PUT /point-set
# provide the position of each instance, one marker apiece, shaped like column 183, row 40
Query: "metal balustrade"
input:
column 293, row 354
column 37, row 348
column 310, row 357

_ _ _ _ _ _ _

What to do:
Reproduce the listing above exactly.

Response to the exercise:
PUT /point-set
# provide the position of each instance, one marker apiece, shaped like column 183, row 40
Query: "metal balustrade"
input:
column 293, row 354
column 37, row 348
column 310, row 357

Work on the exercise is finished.